======== Task inputs

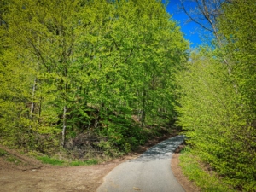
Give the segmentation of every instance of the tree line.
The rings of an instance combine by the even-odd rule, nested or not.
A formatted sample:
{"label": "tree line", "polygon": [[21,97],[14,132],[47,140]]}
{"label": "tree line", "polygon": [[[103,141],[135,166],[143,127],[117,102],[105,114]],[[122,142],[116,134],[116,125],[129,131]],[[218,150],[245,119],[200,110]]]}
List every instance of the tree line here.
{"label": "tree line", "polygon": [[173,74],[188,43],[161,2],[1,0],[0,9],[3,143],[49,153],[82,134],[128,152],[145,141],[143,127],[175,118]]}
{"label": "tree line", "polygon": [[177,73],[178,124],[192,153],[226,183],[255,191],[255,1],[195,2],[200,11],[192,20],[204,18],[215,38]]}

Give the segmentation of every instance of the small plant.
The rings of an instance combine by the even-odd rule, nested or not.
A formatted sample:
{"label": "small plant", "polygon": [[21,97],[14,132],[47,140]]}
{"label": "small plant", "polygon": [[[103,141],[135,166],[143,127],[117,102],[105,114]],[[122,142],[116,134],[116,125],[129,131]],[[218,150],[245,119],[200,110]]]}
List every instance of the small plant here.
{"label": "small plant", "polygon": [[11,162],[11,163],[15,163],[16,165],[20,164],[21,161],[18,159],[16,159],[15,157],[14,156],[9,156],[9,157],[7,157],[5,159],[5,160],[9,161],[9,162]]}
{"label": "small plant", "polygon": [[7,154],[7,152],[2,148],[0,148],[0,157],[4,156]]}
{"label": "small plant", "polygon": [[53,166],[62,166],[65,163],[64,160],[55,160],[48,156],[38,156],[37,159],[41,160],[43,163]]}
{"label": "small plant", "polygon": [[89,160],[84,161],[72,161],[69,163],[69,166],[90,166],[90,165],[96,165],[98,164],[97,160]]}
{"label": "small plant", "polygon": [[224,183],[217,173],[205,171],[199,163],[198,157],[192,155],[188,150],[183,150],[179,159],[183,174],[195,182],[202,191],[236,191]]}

================

* **What needs to be done**: Present all the data above as a Markdown table with two columns: Row for the line number and Text for the line itself. Skip blank lines and leave the pictures out.

* **Solution to this task**:
| Row | Text |
|---|---|
| 1 | Give the segmentation of every instance of the tree line. |
| 2 | The rings of an instance combine by the even-odd rule, nested or not. |
| 3 | A formatted sample: |
| 4 | {"label": "tree line", "polygon": [[21,97],[14,132],[47,140]]} |
| 5 | {"label": "tree line", "polygon": [[[103,141],[135,166],[143,127],[117,102],[105,114]],[[122,142],[116,134],[116,125],[129,131]],[[218,150],[245,119],[200,110]]]} |
| 6 | List every instance of the tree line here. |
| 7 | {"label": "tree line", "polygon": [[173,74],[188,43],[161,2],[1,0],[0,9],[3,143],[49,153],[82,134],[128,152],[145,141],[143,127],[175,118]]} |
| 8 | {"label": "tree line", "polygon": [[177,73],[178,124],[192,153],[226,183],[255,191],[255,1],[195,2],[200,11],[192,20],[204,18],[215,38]]} |
| 9 | Give the segmentation of every instance of the small plant. |
| 10 | The rings of an instance combine by the even-odd rule, nested or not. |
| 11 | A formatted sample: |
| 12 | {"label": "small plant", "polygon": [[21,97],[14,132],[47,140]]} |
| 13 | {"label": "small plant", "polygon": [[[103,141],[135,166],[143,127],[117,102],[105,114]],[[122,142],[116,134],[116,125],[129,131]],[[218,150],[245,119],[200,110]]]} |
| 14 | List every instance of the small plant here. |
| 15 | {"label": "small plant", "polygon": [[11,162],[11,163],[15,163],[16,165],[20,164],[21,161],[18,159],[16,159],[15,157],[14,156],[9,156],[9,157],[7,157],[5,159],[5,160],[9,161],[9,162]]} |
| 16 | {"label": "small plant", "polygon": [[7,154],[7,152],[2,148],[0,148],[0,157],[4,156]]} |
| 17 | {"label": "small plant", "polygon": [[53,166],[62,166],[65,163],[64,160],[55,160],[48,156],[38,156],[37,159],[41,160],[43,163]]} |
| 18 | {"label": "small plant", "polygon": [[89,160],[84,161],[72,161],[69,163],[69,166],[90,166],[90,165],[96,165],[98,164],[97,160]]} |
| 19 | {"label": "small plant", "polygon": [[224,183],[217,173],[205,171],[199,163],[198,157],[192,155],[188,150],[183,150],[179,159],[183,174],[195,182],[202,191],[236,191]]} |